━━━━━ STORED ROWS ━━━━━
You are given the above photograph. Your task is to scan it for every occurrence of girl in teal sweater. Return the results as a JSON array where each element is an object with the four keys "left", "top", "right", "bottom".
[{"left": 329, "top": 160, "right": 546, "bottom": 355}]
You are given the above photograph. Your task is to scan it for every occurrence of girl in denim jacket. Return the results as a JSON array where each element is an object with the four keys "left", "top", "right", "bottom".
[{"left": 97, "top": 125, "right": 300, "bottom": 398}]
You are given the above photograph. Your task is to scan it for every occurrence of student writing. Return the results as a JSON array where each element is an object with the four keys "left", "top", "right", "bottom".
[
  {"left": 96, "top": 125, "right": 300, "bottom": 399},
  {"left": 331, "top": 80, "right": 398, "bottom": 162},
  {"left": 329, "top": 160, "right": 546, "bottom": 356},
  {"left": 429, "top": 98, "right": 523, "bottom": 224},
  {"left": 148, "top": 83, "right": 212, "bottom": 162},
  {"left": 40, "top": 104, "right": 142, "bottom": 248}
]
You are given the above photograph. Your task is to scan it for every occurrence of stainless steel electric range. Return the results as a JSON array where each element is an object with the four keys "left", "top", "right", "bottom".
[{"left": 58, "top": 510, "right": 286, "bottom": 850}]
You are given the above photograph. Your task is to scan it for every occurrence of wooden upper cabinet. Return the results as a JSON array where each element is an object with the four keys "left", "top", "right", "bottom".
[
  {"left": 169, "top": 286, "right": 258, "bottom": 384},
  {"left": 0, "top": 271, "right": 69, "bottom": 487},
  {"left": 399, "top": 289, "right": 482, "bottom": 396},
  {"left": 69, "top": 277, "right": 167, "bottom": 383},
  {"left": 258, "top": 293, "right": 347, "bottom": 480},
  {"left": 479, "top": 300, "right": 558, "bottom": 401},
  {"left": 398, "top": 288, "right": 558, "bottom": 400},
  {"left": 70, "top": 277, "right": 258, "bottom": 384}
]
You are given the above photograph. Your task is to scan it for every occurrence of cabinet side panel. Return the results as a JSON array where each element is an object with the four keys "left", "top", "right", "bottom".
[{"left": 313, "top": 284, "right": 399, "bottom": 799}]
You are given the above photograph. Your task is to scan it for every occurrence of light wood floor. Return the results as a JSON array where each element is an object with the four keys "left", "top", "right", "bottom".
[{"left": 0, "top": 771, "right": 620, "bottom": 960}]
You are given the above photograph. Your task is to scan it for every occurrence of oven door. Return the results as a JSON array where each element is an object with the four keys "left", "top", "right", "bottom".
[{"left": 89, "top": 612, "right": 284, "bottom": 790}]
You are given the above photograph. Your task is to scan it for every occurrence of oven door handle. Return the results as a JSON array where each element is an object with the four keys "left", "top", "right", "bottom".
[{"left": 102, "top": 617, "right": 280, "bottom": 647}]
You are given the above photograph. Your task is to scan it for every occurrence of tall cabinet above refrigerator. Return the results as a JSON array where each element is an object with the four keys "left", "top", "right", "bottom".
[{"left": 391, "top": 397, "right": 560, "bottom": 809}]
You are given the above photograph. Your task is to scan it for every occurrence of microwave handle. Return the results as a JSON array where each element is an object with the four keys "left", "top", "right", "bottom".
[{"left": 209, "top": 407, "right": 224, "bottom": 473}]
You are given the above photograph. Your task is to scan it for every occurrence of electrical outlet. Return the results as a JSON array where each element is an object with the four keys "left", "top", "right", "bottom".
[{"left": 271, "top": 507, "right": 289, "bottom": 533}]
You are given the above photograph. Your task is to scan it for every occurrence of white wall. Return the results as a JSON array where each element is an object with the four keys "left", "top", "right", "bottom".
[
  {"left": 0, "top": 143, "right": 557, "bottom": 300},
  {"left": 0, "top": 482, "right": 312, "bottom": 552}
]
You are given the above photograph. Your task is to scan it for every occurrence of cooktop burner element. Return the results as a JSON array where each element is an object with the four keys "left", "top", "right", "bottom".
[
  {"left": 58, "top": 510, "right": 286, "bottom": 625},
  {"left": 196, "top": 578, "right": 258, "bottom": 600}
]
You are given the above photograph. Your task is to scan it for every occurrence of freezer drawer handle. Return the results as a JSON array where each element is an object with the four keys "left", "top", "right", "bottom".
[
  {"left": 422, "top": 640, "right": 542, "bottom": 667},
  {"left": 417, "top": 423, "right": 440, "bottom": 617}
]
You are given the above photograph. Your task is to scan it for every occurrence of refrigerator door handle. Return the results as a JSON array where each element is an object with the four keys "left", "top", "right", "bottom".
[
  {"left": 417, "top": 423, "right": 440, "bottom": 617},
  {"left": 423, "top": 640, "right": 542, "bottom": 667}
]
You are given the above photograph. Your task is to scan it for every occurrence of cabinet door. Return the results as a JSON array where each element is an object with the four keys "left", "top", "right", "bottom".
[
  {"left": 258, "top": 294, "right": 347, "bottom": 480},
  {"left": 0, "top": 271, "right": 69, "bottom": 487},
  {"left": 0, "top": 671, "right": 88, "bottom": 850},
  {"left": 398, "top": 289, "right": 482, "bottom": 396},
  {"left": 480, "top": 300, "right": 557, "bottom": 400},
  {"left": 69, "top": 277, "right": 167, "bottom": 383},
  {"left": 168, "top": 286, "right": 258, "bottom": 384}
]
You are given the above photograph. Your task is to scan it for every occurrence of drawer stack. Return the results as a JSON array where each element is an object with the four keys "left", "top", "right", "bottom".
━━━━━
WRITTEN TASK:
Output the listing above word for word.

COMPLETE RESPONSE:
You are given the above photograph. Your task is to scan it for every occurrence of girl in teal sweater. Return the results as a JSON array where each element is an object with the four keys "left", "top", "right", "bottom".
[{"left": 329, "top": 160, "right": 546, "bottom": 355}]
You are given the above photograph. Your task is to scan it for every occurrence of girl in denim jacket. Return the results as a JSON array where each element is an object with the four keys "left", "top", "right", "bottom".
[{"left": 97, "top": 125, "right": 300, "bottom": 398}]
You are given the above photograph. Your task is to scan it for every occurrence of student writing. Return the results as a JSON array where each element is an object with the four keys "left", "top", "right", "bottom".
[
  {"left": 96, "top": 125, "right": 300, "bottom": 399},
  {"left": 331, "top": 80, "right": 398, "bottom": 162},
  {"left": 329, "top": 160, "right": 546, "bottom": 356},
  {"left": 429, "top": 98, "right": 523, "bottom": 224},
  {"left": 148, "top": 83, "right": 212, "bottom": 162},
  {"left": 40, "top": 104, "right": 142, "bottom": 248}
]
You are given the above photograph. Your task is to scan it for every occurrence of stainless steel electric range. Return the results as a JSON array where each element is an object with the four keys "left", "top", "right", "bottom".
[{"left": 58, "top": 510, "right": 286, "bottom": 850}]
You are given the above photograph. Your task is to scan it for every occurrence of wooden upper cabinet. Return the results as a JSON array where each element is an object with the four keys "left", "top", "right", "bottom".
[
  {"left": 169, "top": 286, "right": 258, "bottom": 384},
  {"left": 0, "top": 271, "right": 69, "bottom": 487},
  {"left": 399, "top": 289, "right": 482, "bottom": 396},
  {"left": 69, "top": 277, "right": 167, "bottom": 383},
  {"left": 258, "top": 293, "right": 347, "bottom": 480},
  {"left": 479, "top": 300, "right": 558, "bottom": 401},
  {"left": 398, "top": 288, "right": 558, "bottom": 400},
  {"left": 70, "top": 277, "right": 258, "bottom": 384}
]
You are given the above photograph. Your task is to scan it for every occurrence of cabinet side panel. Return the results as a JSON array where each element is an object with the four keys "left", "top", "right", "bottom".
[{"left": 313, "top": 284, "right": 399, "bottom": 799}]
You are given the above photograph. Your task is to scan it for every occurrence of light wood floor. Return the results as a JSON array where each element is an object with the four keys "left", "top", "right", "bottom".
[{"left": 0, "top": 771, "right": 620, "bottom": 960}]
You are given the above photograph. Your task is to scan it for every occurrence of oven door. Return the results as a JSON array where each element is an object with the four keys "left", "top", "right", "bottom".
[{"left": 89, "top": 612, "right": 284, "bottom": 790}]
You are given the above photograph. Your task is to scan it for every occurrence of oven door handle. Return the results as a JSON array where each element is an object with the four keys "left", "top", "right", "bottom".
[{"left": 102, "top": 617, "right": 280, "bottom": 647}]
You are given the above photograph. Your task is to scan it for every occurrence of tall cabinet above refrigerator. Return the results as a JSON array where each element is an object with the four keys "left", "top", "right", "bottom".
[{"left": 391, "top": 397, "right": 560, "bottom": 809}]
You are given the above photograph. Your task is to scan it for every occurrence of microwave handle. Return the results as a JSON array where each element is an object with the four keys "left", "top", "right", "bottom".
[{"left": 209, "top": 407, "right": 224, "bottom": 473}]
You are given the above photograph. Your task is to scan it for every occurrence of electrical outlet. Return the results as a JSON array where each element is an object with the four keys "left", "top", "right", "bottom".
[{"left": 271, "top": 507, "right": 289, "bottom": 533}]
You are given the above photograph. Your task is to scan it for every occurrence of white wall. Return the results as a JSON array where each element is an object with the four keys "left", "top", "right", "bottom".
[
  {"left": 0, "top": 143, "right": 557, "bottom": 300},
  {"left": 0, "top": 482, "right": 312, "bottom": 552}
]
You are given the above photograph. Your task is to scan it for every occurrence of cooktop burner element. Return the results as a JSON array where each element is an object with the four keys "left", "top", "right", "bottom".
[
  {"left": 58, "top": 510, "right": 286, "bottom": 625},
  {"left": 196, "top": 578, "right": 258, "bottom": 600}
]
You are given the above photograph. Your task is to scan it for every occurrence of freezer drawer handle. Return the results as a JSON array where each element is an object with the four keys "left", "top", "right", "bottom".
[
  {"left": 422, "top": 640, "right": 542, "bottom": 667},
  {"left": 417, "top": 423, "right": 440, "bottom": 617}
]
You are given the above photograph. Your task is to scan it for every occurrence of refrigerator door handle. Return the results as a JSON array where each element is an object with the four keys "left", "top", "right", "bottom".
[
  {"left": 417, "top": 423, "right": 440, "bottom": 617},
  {"left": 423, "top": 640, "right": 542, "bottom": 667}
]
You are given the above photograph. Your task is to scan it for every occurrence of cabinet door. Return the results as a JSON array where each element is an object with the four keys "left", "top", "right", "bottom".
[
  {"left": 258, "top": 294, "right": 347, "bottom": 480},
  {"left": 0, "top": 271, "right": 69, "bottom": 487},
  {"left": 0, "top": 671, "right": 88, "bottom": 850},
  {"left": 398, "top": 289, "right": 482, "bottom": 396},
  {"left": 480, "top": 300, "right": 557, "bottom": 400},
  {"left": 69, "top": 277, "right": 167, "bottom": 383},
  {"left": 168, "top": 286, "right": 258, "bottom": 384}
]
You are given the above photograph. Your task is to scan it for every occurrence of drawer stack. Return the results as a JSON array where each element is an object with the four keys "left", "top", "right", "bottom".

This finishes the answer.